## Instructions
• 1. According to the Efraín Gutiérrez biography, in what year did he graduate from high school?
• 2. Please carry on with the Efraín Gutiérrez biography, picking up after its last sentence.

## Source text

————

Efraín Gutiérrez (born May 1, 1946) is a Chicano film director known for making films that emphasize the ethical difficulties and socioeconomic struggles that the Chicano working class community faces. Gutiérrez is regarded as the first Mexican-American to produce a movie independently with Please Don't Bury Me Alive!, released in 1976 which he also starred in as the lead role. Gutiérrez has also directed seven other movies including Amor Chicano Es Para Siempre and Run Tecato Run. Several of his films have been archived by UCLA.

Early life 
Gutiérrez was born in San Antonio, Texas on May 1, 1946, to his mother, Manuela Alvizo from New Braunfels, and his father, Efrain-Abran Gutiérrez who was born In Guanajuato. He was the youngest of 7 siblings. They lived on the west side of San Antonio, one of the poorest neighborhoods in the city of San Antonio. From the time he was two years old up until he was 15, Gutiérrez and his family traveled from San Antonio to the Midwest working as migrant farmworkers.

During the time that his family was traveling for work Gutiérrez was unable to attend school so his mother would teach him and his siblings how to read and write in Spanish. After many years of traveling with his family for work Gutiérrez returned to school where he would learn English as well as how to read and write in English. Throughout his years of school Gutiérrez struggled and would get into some trouble which ultimately resulted in him dropping out twice until eventually in 1966 at the age of twenty Gutiérrez would finally graduate High School making him the first person in his family to receive a high school diploma.

————

## Data extract
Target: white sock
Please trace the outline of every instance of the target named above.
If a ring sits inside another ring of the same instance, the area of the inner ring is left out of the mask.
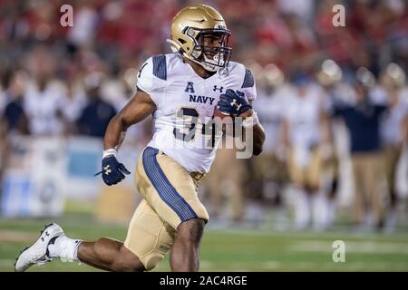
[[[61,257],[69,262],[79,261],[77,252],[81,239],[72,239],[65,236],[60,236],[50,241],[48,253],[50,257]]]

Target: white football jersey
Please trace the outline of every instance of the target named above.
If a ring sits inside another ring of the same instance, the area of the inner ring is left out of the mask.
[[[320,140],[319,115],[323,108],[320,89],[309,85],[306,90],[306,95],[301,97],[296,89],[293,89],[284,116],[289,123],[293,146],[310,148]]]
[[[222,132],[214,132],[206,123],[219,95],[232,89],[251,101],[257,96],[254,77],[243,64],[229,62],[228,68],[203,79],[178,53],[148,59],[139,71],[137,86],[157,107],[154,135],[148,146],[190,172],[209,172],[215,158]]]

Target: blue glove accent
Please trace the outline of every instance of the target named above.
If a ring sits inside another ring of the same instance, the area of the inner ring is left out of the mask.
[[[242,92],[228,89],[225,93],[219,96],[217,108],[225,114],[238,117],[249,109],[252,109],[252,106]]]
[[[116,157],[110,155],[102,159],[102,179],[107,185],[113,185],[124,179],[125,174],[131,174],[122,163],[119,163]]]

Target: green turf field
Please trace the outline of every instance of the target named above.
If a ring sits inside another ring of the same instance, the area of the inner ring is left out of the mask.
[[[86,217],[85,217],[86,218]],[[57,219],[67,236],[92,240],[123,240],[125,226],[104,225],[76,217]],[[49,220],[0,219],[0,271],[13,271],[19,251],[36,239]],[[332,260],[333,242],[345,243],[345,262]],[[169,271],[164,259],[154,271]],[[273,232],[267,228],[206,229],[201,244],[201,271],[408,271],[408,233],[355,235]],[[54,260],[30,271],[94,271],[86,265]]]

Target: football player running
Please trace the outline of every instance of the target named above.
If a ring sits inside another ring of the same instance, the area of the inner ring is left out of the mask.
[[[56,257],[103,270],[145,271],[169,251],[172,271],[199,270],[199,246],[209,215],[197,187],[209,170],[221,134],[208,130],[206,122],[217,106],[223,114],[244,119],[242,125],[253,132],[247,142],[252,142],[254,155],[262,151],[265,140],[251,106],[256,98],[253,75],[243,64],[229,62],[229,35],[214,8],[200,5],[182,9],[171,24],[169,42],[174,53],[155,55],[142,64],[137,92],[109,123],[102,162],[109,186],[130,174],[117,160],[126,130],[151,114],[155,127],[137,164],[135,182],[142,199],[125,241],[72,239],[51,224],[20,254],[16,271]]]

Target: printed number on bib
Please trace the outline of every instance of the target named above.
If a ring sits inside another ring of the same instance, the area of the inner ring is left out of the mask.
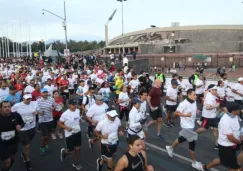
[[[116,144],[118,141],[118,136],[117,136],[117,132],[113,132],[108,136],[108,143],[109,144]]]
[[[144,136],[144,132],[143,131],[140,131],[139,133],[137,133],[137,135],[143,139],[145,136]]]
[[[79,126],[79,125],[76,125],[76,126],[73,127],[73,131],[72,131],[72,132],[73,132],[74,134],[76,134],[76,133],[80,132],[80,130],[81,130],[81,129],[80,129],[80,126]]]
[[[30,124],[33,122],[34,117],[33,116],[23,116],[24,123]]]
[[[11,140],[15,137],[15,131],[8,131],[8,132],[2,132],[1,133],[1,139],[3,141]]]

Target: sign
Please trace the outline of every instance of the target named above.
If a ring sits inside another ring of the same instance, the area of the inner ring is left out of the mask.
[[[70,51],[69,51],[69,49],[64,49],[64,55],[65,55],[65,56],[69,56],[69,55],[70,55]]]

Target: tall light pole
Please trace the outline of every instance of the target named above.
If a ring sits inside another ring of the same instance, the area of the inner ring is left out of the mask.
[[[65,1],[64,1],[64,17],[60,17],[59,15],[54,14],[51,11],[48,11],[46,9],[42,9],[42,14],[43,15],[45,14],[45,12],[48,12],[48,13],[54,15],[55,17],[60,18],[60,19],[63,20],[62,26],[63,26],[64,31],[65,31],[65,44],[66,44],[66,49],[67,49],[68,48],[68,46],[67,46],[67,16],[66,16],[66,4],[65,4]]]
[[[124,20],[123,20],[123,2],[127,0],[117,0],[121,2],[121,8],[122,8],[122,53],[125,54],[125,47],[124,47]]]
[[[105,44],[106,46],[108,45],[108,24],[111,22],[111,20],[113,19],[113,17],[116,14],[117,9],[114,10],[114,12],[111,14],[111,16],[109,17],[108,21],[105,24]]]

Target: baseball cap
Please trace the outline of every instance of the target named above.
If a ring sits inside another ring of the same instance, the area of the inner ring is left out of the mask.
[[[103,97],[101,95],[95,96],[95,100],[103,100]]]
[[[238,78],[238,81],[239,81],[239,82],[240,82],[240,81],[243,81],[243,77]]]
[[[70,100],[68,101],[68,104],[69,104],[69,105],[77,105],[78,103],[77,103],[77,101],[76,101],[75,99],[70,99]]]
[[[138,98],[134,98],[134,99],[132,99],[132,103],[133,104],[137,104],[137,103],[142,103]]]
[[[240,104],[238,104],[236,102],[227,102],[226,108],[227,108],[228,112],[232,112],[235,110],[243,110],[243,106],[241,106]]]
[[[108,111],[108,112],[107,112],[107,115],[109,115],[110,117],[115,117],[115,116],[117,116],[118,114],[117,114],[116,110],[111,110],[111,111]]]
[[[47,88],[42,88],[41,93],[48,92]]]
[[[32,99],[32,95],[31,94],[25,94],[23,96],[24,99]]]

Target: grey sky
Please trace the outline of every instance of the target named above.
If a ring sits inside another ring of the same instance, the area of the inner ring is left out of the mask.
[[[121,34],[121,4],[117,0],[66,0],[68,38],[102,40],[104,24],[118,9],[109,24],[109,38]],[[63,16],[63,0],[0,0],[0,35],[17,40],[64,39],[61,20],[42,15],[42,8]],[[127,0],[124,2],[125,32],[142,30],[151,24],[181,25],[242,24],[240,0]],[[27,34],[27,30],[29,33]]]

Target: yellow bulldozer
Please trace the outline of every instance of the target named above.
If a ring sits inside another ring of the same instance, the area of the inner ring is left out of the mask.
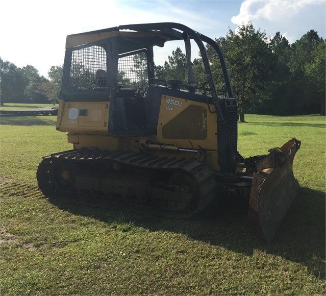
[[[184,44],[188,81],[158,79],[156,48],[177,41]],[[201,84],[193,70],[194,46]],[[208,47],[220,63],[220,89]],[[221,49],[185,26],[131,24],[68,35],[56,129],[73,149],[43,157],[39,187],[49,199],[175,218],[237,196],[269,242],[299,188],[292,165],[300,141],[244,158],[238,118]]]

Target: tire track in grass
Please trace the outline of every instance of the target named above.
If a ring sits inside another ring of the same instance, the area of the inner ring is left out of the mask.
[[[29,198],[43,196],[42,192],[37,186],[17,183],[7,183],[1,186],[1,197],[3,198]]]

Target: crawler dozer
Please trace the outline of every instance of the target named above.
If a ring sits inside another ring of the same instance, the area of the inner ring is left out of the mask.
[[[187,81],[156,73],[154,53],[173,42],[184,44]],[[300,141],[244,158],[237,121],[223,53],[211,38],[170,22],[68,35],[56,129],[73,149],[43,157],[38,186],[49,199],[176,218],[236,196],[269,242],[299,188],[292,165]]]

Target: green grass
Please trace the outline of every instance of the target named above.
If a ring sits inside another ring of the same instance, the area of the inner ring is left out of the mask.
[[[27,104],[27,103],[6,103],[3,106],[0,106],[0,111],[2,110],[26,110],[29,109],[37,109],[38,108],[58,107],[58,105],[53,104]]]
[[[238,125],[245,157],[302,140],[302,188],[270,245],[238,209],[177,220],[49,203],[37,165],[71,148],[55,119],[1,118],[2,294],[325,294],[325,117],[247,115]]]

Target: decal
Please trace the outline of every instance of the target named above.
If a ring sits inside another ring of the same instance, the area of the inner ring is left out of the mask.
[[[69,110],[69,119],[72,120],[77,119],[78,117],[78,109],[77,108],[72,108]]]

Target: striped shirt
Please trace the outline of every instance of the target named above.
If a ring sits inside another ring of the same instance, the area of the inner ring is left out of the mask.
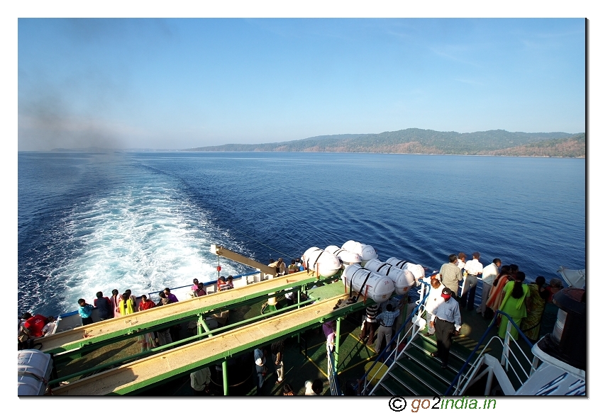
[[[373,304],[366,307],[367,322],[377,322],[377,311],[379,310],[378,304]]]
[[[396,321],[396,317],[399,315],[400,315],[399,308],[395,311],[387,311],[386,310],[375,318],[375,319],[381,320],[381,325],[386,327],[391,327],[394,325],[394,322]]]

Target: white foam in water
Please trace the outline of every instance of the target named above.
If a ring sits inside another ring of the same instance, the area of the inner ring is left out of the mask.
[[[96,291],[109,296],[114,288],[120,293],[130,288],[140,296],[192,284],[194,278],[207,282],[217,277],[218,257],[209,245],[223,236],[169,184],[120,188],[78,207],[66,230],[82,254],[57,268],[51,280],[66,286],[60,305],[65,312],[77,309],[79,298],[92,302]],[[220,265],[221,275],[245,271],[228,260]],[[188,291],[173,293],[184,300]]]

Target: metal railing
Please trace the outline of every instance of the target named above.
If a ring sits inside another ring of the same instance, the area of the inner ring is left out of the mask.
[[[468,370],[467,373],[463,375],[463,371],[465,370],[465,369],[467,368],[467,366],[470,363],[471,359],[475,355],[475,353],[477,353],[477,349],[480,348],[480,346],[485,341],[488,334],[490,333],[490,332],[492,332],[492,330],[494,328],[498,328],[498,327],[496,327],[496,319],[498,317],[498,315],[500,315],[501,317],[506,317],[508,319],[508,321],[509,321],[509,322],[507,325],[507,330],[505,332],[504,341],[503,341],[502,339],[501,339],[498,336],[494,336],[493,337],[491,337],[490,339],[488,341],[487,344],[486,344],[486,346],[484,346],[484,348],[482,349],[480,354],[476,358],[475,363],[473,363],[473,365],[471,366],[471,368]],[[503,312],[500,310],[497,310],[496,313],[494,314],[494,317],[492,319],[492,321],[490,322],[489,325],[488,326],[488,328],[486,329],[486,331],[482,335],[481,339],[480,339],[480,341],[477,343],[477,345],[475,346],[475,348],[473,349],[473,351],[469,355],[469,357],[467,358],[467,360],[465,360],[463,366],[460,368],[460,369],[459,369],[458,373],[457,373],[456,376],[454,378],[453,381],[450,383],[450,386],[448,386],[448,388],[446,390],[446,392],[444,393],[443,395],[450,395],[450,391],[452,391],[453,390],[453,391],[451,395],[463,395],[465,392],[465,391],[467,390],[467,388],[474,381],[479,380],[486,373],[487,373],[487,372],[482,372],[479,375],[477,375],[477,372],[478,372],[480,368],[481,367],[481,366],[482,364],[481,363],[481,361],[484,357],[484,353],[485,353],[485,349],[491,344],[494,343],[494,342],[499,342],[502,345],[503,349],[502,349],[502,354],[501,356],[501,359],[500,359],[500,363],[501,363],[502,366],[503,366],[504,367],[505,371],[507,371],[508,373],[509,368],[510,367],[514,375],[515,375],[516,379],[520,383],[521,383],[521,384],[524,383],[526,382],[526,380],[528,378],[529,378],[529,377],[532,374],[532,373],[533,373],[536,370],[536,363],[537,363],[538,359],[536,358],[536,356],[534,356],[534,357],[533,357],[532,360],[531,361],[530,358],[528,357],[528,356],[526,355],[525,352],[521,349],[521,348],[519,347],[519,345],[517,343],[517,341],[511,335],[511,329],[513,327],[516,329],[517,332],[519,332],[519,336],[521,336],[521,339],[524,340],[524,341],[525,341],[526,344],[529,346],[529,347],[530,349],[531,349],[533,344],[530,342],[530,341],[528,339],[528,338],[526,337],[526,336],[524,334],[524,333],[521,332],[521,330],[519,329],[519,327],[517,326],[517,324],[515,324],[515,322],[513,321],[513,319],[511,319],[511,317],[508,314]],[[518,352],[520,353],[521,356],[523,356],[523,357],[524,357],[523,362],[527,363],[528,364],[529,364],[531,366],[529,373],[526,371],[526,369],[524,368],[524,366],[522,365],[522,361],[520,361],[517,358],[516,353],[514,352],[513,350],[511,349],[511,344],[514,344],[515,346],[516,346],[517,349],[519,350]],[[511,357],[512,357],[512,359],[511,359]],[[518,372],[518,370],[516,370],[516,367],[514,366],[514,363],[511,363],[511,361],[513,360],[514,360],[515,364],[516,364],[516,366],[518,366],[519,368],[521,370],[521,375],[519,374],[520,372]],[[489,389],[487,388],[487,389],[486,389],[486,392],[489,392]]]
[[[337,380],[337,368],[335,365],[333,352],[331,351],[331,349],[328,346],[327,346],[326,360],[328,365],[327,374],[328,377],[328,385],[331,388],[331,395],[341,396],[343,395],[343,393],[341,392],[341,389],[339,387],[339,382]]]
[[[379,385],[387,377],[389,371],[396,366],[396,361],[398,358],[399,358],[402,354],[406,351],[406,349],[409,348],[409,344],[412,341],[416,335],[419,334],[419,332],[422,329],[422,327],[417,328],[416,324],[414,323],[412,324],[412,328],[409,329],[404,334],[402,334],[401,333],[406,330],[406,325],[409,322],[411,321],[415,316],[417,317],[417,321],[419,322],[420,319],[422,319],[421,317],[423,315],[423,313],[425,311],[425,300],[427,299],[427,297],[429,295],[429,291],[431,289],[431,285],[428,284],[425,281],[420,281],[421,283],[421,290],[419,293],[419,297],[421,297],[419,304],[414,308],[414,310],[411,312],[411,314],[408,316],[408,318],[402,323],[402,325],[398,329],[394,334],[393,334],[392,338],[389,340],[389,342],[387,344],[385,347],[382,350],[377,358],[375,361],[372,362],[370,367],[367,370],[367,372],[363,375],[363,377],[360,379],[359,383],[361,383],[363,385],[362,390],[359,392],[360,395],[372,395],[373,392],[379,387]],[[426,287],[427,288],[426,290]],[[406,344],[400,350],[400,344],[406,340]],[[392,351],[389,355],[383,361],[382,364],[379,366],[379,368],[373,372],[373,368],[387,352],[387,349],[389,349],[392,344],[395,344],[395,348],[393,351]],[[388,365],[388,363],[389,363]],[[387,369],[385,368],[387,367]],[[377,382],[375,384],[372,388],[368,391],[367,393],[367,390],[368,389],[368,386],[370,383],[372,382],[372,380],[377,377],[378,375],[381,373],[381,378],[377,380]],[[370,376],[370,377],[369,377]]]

————

## Answers to each task
• 1. He graduated in 1966, at the age of twenty.

• 2.
After graduation Gutiérrez was unsure about what career path he wanted to take. He initially looked into the military but quickly realized that was not he wanted to do. He then went and enrolled at St. Phillips University and shortly after was drafted to the Vietnam war which would ultimately make his decision to attend school at St. Philips to avoid the Vietnam war. He would eventually leave St. Philips and moved to Los Angeles and enrolled at East Los Angeles College where he took a theatre arts class which ultimately sparked his interest in acting.

Career 
While at ELAC he met some classmates that lead to him meeting Carlos Alvarado who was a notable Chicano acting agent and would eventually go on to be Gutiérrez's first agent. Alvarado would eventually land him his first big audition for John Wayne's last movie "The Cowboy" where he would go onto get called back multiple times but would ultimately not land the role. Gutiérrez would later connect with Emilio Gonzales who was on the famous children's show sesame street at the time who invited him to join a Mexican-American theatre group. After being a part of that group briefly he would finally make the decision to move back to his hometown of San Antonio Texas and star his own theatre group. While performing in plays with different theatre groups is where he developed interest in filmmaking and began to introduce the idea to make a film to a few of his colleagues. Gutiérrez would go on to meet Emilio Carbadillo who would become a play-writing mentor for him.

Please, Don't Bury Me Alive! 
Please, Don't Bury Me Alive! was filmed in San Antonio. It takes place in the spring of 1972 and follows the story of a young Chicano male named Alejandro who is dealing with the loss of his brother as well as trying to make ends meet for himself coming from an area riddled with poverty. Alejandro eventually finds himself falling into a life of crime and is eventually setup by an undercover police offer on a drug deal, receiving a 10-year sentence while a young white male is convicted of a similar sentence is given probation. This film aims to depict the social injustice in the judicial system that minorities face.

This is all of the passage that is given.